___ Information supplied
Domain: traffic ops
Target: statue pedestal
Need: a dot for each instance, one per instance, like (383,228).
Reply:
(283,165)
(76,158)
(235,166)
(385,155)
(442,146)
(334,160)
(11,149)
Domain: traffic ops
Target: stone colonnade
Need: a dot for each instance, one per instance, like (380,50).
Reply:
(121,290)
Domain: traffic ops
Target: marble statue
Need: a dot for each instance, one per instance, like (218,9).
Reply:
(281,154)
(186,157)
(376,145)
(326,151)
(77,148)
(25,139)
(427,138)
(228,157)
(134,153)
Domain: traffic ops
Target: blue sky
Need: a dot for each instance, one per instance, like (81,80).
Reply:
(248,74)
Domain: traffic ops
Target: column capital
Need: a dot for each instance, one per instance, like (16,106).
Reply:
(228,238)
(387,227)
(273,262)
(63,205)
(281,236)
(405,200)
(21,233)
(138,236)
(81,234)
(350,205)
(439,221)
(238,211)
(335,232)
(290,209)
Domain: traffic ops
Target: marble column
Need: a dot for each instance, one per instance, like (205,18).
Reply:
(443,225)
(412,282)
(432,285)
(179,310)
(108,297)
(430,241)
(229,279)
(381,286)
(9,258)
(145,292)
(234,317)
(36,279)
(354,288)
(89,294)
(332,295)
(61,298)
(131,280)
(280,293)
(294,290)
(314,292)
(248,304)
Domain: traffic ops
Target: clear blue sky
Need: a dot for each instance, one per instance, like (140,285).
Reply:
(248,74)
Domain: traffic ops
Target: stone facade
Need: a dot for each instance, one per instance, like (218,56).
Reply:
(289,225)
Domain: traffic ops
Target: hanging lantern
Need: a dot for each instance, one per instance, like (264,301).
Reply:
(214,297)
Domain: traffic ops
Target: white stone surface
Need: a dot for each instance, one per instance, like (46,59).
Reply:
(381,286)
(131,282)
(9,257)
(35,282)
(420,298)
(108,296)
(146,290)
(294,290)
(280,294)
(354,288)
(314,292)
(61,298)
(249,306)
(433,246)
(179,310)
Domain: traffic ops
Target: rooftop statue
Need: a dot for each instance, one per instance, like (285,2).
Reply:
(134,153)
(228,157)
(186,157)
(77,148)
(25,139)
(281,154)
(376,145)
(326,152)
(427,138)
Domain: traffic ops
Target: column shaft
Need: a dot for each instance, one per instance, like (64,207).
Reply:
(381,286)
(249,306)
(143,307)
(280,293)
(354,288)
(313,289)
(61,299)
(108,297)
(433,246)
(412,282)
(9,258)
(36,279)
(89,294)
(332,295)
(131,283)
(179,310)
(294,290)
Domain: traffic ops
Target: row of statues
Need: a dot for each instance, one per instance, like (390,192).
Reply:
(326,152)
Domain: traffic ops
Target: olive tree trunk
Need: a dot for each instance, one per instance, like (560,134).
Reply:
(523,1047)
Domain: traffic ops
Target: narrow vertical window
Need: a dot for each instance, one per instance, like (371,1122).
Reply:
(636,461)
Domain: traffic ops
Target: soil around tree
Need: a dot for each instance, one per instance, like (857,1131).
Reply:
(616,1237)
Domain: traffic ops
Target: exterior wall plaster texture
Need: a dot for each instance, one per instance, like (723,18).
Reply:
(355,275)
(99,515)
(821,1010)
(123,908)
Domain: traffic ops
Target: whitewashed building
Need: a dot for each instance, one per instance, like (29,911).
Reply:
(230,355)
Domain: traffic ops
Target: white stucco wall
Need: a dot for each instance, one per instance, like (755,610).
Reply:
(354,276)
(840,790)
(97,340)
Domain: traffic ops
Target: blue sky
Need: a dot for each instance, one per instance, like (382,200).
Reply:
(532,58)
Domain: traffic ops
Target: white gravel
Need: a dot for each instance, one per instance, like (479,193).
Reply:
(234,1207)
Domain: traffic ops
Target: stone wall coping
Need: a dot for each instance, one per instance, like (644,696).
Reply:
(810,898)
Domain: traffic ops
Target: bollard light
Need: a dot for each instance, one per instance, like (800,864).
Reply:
______
- [The exercise]:
All records above must be set down exactly, please.

- [Task response]:
Domain: traffic ops
Target: statue pedestal
Need: a dot for each instance, one per instance, like (383,228).
Reply:
(283,165)
(76,158)
(235,166)
(385,155)
(442,146)
(334,160)
(11,149)
Domain: traffic ops
Target: stone colonnade
Need: a dot for each instance, one per instance, like (380,50).
Reply:
(121,290)
Domain: traffic ops
Target: marble statue
Need: a dot for each instance, one per instance, like (218,9).
Reply:
(281,154)
(186,157)
(376,145)
(326,151)
(77,148)
(25,139)
(427,138)
(228,157)
(134,153)
Domain: traffic ops
Target: blue sky
Need: a dot for each instance, one per instance, like (81,80).
Reply:
(248,74)
Domain: traffic ops
Target: column capital
Need: a dot for each instance, one per instance, like (16,106).
Reply:
(228,238)
(387,227)
(273,262)
(63,205)
(281,236)
(405,200)
(21,233)
(138,236)
(81,234)
(350,205)
(439,221)
(238,211)
(335,232)
(290,209)
Domain: traffic ops
Target: marble column
Need: a dot for each instance, one per instance, like (205,18).
Reply:
(443,225)
(412,282)
(432,285)
(179,310)
(108,297)
(430,241)
(229,279)
(381,286)
(9,258)
(145,292)
(234,317)
(36,279)
(354,288)
(89,294)
(332,295)
(61,298)
(131,280)
(280,293)
(294,290)
(314,292)
(248,304)
Domain: traffic ops
Target: clear blue sky
Need: a dot for each instance, one per instance, like (140,285).
Reply:
(248,74)
Domain: traffic ops
Target: stone facade
Need: a dot for each instance, one per instance, like (218,56).
Reply:
(289,225)
Domain: traffic ops
Target: hanging lantern
Need: a dot for each instance, one per instance, like (264,301).
Reply:
(214,297)
Domain: traffic ops
Target: white stone surface
Need: a dot for each instance, one per instance, like (46,59).
Reply:
(381,286)
(131,282)
(9,257)
(35,282)
(420,298)
(108,296)
(146,290)
(294,290)
(280,294)
(354,288)
(314,292)
(61,298)
(249,306)
(433,246)
(179,310)
Domain: traffic ops
Target: rooftop statue
Need: a dot for each instance, one per instance, like (285,2).
Reply:
(134,153)
(228,157)
(186,157)
(77,148)
(25,139)
(281,154)
(376,145)
(326,152)
(427,138)
Domain: traffic ops
Target: column shaft
Need: a dot for each instance, one per instance, like (64,207).
Reply:
(381,286)
(249,306)
(143,307)
(280,293)
(354,288)
(313,289)
(61,299)
(108,297)
(433,246)
(412,282)
(9,258)
(36,279)
(89,294)
(332,295)
(131,283)
(179,310)
(294,290)
Domain: traffic ops
Target: row of statues
Need: a dot for each instance, one per instance, like (390,192).
Reply:
(326,152)
Domain: traffic ops
Target: olive tree trunk
Need: a dot for each instance, one per instance, like (560,134).
Reply:
(523,1047)
Domain: traffic ops
Target: narrow vertical window
Need: a dot for each instance, one per instance, like (371,1122).
Reply:
(636,461)
Domain: traffic ops
Target: soil around tree
Need: a dot for each instance, one per instance, like (857,1131).
Reply:
(616,1237)
Domain: traffic ops
Target: exterior wall plaster texture
Need: a dot for each instance, one per instance, like (723,18).
Reply:
(355,275)
(99,515)
(821,1010)
(123,908)
Domain: traffic ops
Target: whitewashed building
Need: a dot for each instance, one per instance, like (29,911).
Reply:
(230,355)
Domain: traffic ops
Target: white stucco wall
Need: a dot for each instance, one per instance, like (755,610).
Reply:
(354,276)
(840,790)
(97,340)
Domain: traffic ops
Target: blue sky
Need: a dot for each instance, one per instance, like (382,200).
Reply:
(532,58)
Domain: traffic ops
Target: white gravel
Need: a dot for each instance, one per instance, like (479,193).
Reply:
(234,1207)
Domain: traffic ops
Target: stone wall coping
Need: a dot for each instance, one per instance, like (644,696).
Reply:
(810,898)
Domain: traffic ops
Target: bollard light
Need: a dot for each instance, one per instance, like (800,864).
Reply:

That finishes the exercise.